The santur was invented and developed in Persia and its region. The earliest sign of it coming from Assyrian and Babylonian stone carvings (669 BCE); it shows the instrument being played while hanging from the player's neck.

This instrument traveled and developed in different regions of the Middle East. Musicians modified the original design over the centuries, yielding a wide array of musical scales and tunings. The first santurs were probably made of wood, perhaps with stone elements, and goat gut strings.

According to Habib Hasan Touma, the Babylonian santur was the ancestor of the harp, the yangqin, the harpsichord, the qanun, the cimbalom, and the hammered dulcimers.

==Name==
The name 'santur' comes from Persian sanṭīr, related to the Greek ψαλτήριον 'psalterion'. The Biblical Aramaic form psantērīn is found in the Book of Daniel 3:5.

==Description==
The oval-shaped mezrabs (mallets) are feather-weight and are held between the thumb, index, and middle fingers. A typical Persian santur has two sets of nine bridges, providing a range of approximately three diatonic octaves. The mezrabs are made out of wood with tips that may or may not be wrapped with cotton or felt.

The right-hand strings are made of brass or copper, while the left-hand strings are made of steel.

A total of 18 bridges divide the santur into three positions. Over each bridge cross four strings tuned in unison, spanning horizontally across the right and left side of the instrument. There are three sections of nine pitches: each for the bass, middle, and higher octave called behind the left bridges comprising 27 tones altogether. The top "F" note is repeated twice, creating a total of 25 separate tones on the santur. The Persian santur is primarily tuned to a variety of different diatonic scales utilizing 1/4 tones which are designated into 12 modes (dastgahs) of Persian classical music. These 12 Dastgahs are the repertory of Persian classical music known as the Radif.

+ + + + +

* Questions on the material
**a.** Repeat the words of the santur passage from "The right-hand strings" to "as the Radif.".
**b.** Name each instrument that the santur passage reports Habib Hasan Touma calling a descendant of the Babylonian santur.
The santur passage can be used without the listing that follows.

* Dataset extract
+ + + + +

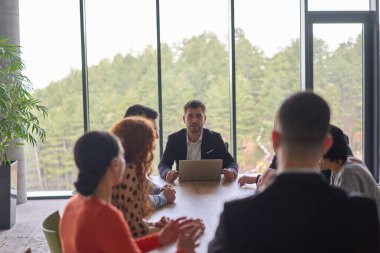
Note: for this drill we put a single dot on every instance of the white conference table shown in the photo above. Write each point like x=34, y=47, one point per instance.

+ + + + +

* Replies
**a.**
The right-hand strings are made of brass or copper, while the left-hand strings are made of steel.

A total of 18 bridges divide the santur into three positions. Over each bridge cross four strings tuned in unison, spanning horizontally across the right and left side of the instrument. There are three sections of nine pitches: each for the bass, middle, and higher octave called behind the left bridges comprising 27 tones altogether. The top "F" note is repeated twice, creating a total of 25 separate tones on the santur. The Persian santur is primarily tuned to a variety of different diatonic scales utilizing 1/4 tones which are designated into 12 modes (dastgahs) of Persian classical music. These 12 Dastgahs are the repertory of Persian classical music known as the Radif.

**b.**
- Harp
- Yangqin
- Harpsichord
- Qanun
- Cimbalom
- Hammered dulcimers